--- PASSAGE TO READ ---
8 replies on “Nurses’ Union to Serve UVM Medical Center With a Strike Notice”

  1. Thank yuh Seven Days for reporting the correct facts unlike some other news agencies in the area!

  2. It should be illegal for nurses to strike. Government employees can’t strike and they aren’t even instrumental to our health and lives. Can cops strike? Can Firemen strike? If they can, they shouldn’t . Period. Nurses are as greedy as teachers. The ones who REALLY do the work are the aides.

  3. It’s not the nurses that are greedy, it’s the top employees that are. They don’t do as much as the nurses do! If it wasn’t for nurses what would the doctors do?

  4. I totally support the nurses strike. Greedy? Hardly: the greed lies with the inequality and pay disparity of the top level executives. You could shave enough off their outrageous bonuses to more than satisfy the nurses meager request. The community is behind you, nurses. Hopfully patients families and volunteers will fill in the void so the unlucky vulnerable patients being used as pawns wont suffer. Maybe patients familes could be proactive and transfer their loved ones to surrounding hospitals before the strike.

  5. You know that the hospital CEO will bring in scabs to fill in while the strike happens. The nurses are worth everything they are asking for. Where are all those “living wage” politicians? Haven’t heard squat from any of them. You know, the ones on City Council who talk about this when they aren’t bending over for some real estate developer.

  6. Hi Peter. Your ideas are intriguing to me and I wish to subscribe to your newsletter.

  7. Ha, ha. I think some nurse saw this post and had all her/his fellow strikers tune in and ‘dislike’. Funny.

  8. OldNorthEnder: According to your way of thinking, if the CEO robs the hospital, then the nurses should be allowed to rob the hospital, too. Oh. That makes sense!

--- YOUR GOAL ---
Decide whether each statement agrees with the comment thread on the nurses' strike, and answer yes or no, quoting the words that settle it. (a) One commenter compares nurses to teachers in terms of greed. (b) One commenter expects the hospital CEO to bring in replacement workers during the strike. (c) One commenter praises the "living wage" politicians for speaking up for the nurses. The lines that follow have nothing to do with the comment thread.

--- ENTRIES PROVIDED ---
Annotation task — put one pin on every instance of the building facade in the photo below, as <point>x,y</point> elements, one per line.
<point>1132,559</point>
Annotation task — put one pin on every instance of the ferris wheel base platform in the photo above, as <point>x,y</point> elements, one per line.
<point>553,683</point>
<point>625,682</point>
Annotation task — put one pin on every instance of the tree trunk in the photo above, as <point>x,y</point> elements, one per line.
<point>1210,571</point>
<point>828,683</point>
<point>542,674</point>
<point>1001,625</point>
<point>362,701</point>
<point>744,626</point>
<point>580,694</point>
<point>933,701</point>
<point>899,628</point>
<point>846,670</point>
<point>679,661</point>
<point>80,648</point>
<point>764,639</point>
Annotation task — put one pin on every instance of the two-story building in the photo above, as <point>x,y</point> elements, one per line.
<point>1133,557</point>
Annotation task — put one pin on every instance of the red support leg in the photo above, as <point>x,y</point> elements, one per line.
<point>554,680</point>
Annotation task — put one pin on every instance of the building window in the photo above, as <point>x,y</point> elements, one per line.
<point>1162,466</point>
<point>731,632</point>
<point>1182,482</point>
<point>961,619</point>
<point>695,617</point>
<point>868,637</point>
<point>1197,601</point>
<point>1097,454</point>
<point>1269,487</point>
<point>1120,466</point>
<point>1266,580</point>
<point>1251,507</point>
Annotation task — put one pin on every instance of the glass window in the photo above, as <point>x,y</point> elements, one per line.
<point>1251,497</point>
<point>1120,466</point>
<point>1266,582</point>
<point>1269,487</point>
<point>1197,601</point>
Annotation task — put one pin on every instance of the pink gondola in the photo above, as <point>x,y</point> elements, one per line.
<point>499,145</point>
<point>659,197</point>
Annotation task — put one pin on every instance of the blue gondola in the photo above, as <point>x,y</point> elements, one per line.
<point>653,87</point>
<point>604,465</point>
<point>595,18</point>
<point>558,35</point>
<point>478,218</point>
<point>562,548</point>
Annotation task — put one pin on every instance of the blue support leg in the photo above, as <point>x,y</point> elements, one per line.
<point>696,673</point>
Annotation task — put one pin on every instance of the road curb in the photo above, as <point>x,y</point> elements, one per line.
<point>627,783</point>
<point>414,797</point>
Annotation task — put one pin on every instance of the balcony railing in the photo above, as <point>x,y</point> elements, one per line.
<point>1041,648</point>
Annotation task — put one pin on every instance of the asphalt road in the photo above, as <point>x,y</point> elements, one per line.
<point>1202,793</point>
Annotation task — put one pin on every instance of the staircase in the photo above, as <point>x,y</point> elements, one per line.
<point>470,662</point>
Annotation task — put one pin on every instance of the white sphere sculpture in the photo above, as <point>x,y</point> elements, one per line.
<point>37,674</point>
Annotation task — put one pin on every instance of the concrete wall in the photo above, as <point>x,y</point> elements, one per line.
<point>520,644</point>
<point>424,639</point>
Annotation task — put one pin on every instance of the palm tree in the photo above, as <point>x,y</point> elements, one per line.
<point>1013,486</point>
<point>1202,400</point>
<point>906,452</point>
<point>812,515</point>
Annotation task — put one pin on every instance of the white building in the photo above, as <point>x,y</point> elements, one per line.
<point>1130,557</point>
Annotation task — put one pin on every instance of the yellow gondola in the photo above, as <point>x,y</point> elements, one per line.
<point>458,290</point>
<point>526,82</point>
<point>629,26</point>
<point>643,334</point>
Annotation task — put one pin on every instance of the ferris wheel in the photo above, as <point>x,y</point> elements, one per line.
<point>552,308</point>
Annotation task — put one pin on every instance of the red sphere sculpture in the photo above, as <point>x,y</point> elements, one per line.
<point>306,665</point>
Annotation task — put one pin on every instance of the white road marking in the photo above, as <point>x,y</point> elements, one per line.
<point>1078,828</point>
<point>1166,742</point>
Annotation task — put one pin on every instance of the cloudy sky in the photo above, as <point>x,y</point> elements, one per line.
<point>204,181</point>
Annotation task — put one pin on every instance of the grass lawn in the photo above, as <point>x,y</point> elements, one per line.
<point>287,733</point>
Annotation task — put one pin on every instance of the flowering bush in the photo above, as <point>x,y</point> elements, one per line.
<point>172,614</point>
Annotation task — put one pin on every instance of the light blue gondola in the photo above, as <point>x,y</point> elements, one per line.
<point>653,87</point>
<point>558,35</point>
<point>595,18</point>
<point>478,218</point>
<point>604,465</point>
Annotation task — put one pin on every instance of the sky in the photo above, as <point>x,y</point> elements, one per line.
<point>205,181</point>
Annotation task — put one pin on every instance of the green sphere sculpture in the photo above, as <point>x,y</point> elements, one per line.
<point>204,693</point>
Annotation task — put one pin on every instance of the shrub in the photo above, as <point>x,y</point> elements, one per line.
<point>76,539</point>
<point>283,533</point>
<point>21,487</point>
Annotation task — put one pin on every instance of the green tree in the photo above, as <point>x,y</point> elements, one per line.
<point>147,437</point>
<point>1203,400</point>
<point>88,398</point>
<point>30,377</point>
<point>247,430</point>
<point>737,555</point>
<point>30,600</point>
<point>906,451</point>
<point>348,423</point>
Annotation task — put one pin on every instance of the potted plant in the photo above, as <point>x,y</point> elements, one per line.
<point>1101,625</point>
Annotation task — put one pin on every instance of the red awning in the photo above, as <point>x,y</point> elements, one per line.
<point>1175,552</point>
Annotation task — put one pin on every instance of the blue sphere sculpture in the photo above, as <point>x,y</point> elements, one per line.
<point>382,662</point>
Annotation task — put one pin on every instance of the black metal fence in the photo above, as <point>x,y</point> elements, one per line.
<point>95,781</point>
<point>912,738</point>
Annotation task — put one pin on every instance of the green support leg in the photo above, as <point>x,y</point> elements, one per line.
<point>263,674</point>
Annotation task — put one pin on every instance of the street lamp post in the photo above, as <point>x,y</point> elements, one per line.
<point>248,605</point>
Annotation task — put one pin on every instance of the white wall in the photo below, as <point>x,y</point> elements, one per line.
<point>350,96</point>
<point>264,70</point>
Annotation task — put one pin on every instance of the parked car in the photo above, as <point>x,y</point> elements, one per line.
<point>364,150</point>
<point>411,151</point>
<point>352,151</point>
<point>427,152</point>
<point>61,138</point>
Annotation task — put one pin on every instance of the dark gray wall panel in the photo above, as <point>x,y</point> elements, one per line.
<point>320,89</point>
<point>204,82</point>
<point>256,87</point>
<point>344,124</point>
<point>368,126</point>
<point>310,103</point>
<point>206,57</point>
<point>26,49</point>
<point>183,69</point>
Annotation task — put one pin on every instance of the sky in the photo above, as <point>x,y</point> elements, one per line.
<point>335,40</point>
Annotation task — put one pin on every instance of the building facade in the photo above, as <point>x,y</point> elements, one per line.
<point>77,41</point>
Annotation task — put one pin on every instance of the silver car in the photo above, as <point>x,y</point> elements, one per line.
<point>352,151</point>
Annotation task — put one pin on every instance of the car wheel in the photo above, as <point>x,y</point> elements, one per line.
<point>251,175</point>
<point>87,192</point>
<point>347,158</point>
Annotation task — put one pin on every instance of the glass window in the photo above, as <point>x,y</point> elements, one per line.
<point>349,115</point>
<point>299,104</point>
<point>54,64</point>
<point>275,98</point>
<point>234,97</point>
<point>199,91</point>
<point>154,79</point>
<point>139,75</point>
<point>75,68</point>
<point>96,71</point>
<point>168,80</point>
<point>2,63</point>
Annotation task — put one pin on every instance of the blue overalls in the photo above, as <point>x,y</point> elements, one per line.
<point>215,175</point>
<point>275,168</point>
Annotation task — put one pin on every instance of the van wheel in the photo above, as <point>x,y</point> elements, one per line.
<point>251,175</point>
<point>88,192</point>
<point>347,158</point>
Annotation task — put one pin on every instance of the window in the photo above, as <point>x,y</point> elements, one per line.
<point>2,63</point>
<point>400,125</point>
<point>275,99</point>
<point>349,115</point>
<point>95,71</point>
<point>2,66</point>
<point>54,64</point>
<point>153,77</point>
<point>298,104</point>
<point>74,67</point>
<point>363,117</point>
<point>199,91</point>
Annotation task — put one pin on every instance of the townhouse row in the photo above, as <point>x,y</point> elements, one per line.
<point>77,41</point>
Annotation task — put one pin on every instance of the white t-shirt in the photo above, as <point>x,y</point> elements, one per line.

--- RESPONSE AREA ---
(a) Yes: "Nurses are as greedy as teachers."
(b) Yes: "You know that the hospital CEO will bring in scabs to fill in while the strike happens."
(c) No: "Where are all those “living wage” politicians? Haven’t heard squat from any of them."